— start —

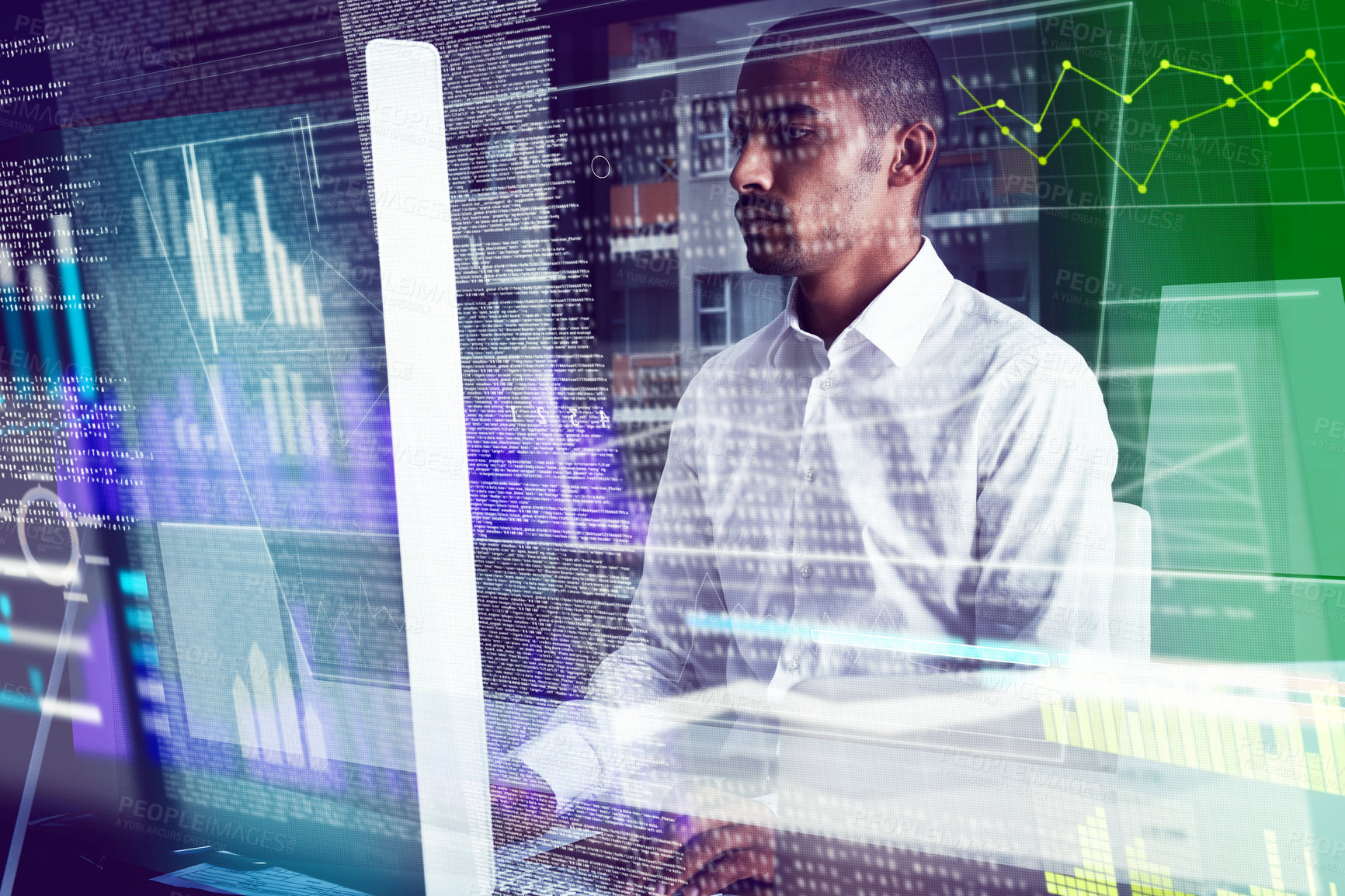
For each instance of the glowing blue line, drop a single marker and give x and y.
(724, 623)
(78, 325)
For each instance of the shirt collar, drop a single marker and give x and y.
(898, 317)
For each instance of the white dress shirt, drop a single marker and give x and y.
(937, 483)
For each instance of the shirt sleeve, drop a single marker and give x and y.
(582, 754)
(1045, 532)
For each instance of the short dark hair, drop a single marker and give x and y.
(887, 65)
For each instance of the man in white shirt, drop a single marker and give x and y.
(898, 460)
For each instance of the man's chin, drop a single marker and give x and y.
(777, 262)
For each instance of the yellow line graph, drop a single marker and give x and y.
(1322, 88)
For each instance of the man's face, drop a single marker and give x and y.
(812, 181)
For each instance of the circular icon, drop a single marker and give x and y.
(66, 575)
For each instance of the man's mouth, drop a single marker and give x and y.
(757, 221)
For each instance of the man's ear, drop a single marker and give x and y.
(913, 154)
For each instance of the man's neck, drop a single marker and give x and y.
(832, 300)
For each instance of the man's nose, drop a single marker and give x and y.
(752, 172)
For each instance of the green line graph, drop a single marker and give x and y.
(1322, 88)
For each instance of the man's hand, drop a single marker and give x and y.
(521, 807)
(713, 842)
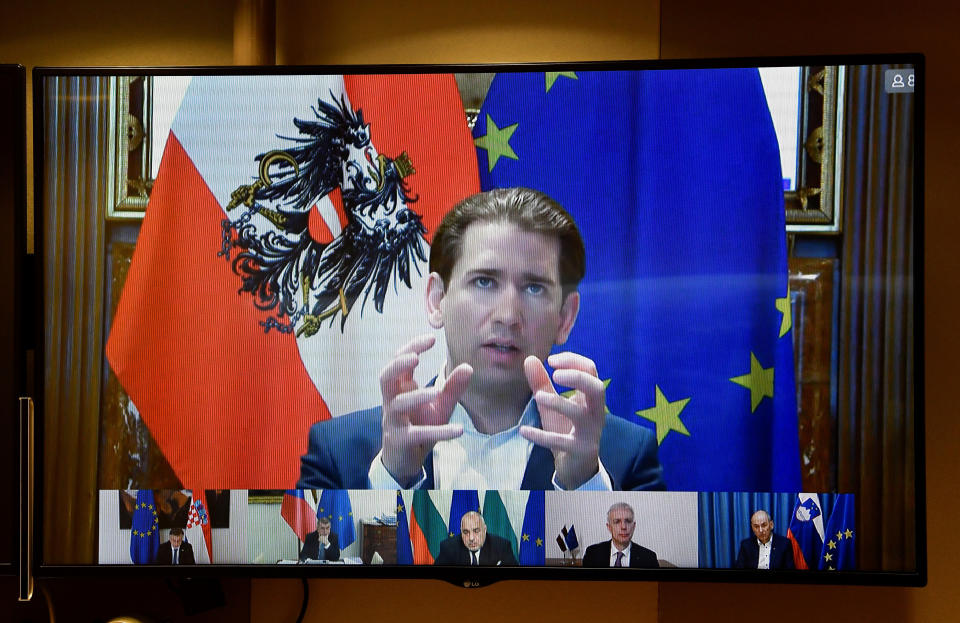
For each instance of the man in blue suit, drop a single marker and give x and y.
(505, 266)
(764, 550)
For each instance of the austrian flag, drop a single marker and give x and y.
(282, 261)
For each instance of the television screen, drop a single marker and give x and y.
(657, 320)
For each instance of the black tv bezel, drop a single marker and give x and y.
(469, 577)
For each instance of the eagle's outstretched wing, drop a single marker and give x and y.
(320, 150)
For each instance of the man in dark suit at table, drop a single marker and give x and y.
(764, 550)
(620, 550)
(321, 544)
(175, 551)
(473, 546)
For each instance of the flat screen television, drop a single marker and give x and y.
(625, 320)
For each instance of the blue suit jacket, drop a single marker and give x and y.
(781, 554)
(342, 449)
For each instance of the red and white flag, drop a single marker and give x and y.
(299, 511)
(198, 532)
(239, 328)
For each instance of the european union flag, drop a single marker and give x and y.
(145, 531)
(839, 547)
(673, 178)
(461, 503)
(404, 548)
(334, 504)
(533, 546)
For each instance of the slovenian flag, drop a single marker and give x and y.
(673, 178)
(806, 531)
(194, 349)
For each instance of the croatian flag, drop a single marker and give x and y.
(198, 528)
(266, 292)
(298, 513)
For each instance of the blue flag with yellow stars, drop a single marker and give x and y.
(839, 547)
(334, 504)
(673, 178)
(532, 545)
(404, 547)
(462, 502)
(145, 531)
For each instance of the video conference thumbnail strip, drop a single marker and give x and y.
(778, 531)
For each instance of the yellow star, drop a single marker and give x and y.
(497, 142)
(759, 382)
(570, 392)
(551, 77)
(666, 415)
(783, 305)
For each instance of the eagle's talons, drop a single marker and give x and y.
(245, 194)
(310, 326)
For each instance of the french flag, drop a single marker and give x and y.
(191, 349)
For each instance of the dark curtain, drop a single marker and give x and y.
(875, 393)
(76, 146)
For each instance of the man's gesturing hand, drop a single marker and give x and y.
(571, 427)
(416, 418)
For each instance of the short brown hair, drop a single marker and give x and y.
(530, 210)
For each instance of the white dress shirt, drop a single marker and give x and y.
(763, 561)
(476, 461)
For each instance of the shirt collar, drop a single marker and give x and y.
(529, 417)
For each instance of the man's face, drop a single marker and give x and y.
(621, 526)
(503, 303)
(762, 527)
(473, 533)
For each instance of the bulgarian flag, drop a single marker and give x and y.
(427, 528)
(198, 528)
(227, 391)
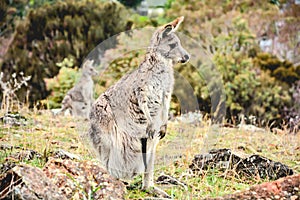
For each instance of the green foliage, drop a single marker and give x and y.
(130, 3)
(62, 83)
(283, 71)
(50, 33)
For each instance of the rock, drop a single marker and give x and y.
(264, 167)
(166, 179)
(14, 119)
(80, 180)
(250, 167)
(220, 158)
(60, 179)
(26, 182)
(65, 155)
(283, 188)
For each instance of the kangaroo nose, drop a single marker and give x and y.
(185, 58)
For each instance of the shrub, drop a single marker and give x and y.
(50, 33)
(62, 83)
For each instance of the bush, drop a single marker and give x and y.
(50, 33)
(61, 84)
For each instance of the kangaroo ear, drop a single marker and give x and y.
(167, 30)
(171, 27)
(176, 23)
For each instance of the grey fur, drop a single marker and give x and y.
(136, 107)
(79, 99)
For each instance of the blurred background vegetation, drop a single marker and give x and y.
(254, 45)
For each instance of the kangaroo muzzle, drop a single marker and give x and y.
(185, 58)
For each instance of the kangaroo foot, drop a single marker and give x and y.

— end —

» Stated exercise: Please express the items above as a JSON list of strings, one string per line. Begin at the line that has "For each instance of the green foliage, drop", stop after the final line of the items, and leave out blank lines.

» Worked solution:
[
  "For each instance of the green foliage, drop a single marker and give x and y.",
  "(130, 3)",
  "(62, 83)",
  "(283, 71)",
  "(50, 33)",
  "For each instance of the rock, drop a single marker and give x and y.",
  "(264, 167)",
  "(166, 179)",
  "(14, 119)",
  "(80, 180)",
  "(250, 167)",
  "(220, 158)",
  "(60, 179)",
  "(26, 182)",
  "(65, 155)",
  "(283, 188)",
  "For each instance of the kangaroo nose, drop a single marker and give x and y.",
  "(185, 58)",
  "For each instance of the shrub, drop a single marker and give x and y.",
  "(50, 33)",
  "(62, 83)",
  "For each instance of the bush, drop a single marker and give x and y.",
  "(50, 33)",
  "(61, 84)",
  "For each instance of the kangaroo ear, drop a single marker and give x and y.",
  "(167, 30)",
  "(171, 27)",
  "(176, 23)",
  "For each instance of the grey fur, drop a single marker and give x and y.",
  "(136, 107)",
  "(79, 99)",
  "For each instance of the blurred background vegetation, drop a single marker and give x and y.",
  "(254, 45)",
  "For each instance of the kangaroo muzzle, drop a single marker and give x and y.",
  "(185, 58)",
  "For each instance of the kangaroo foot, drop a single marker and give x and y."
]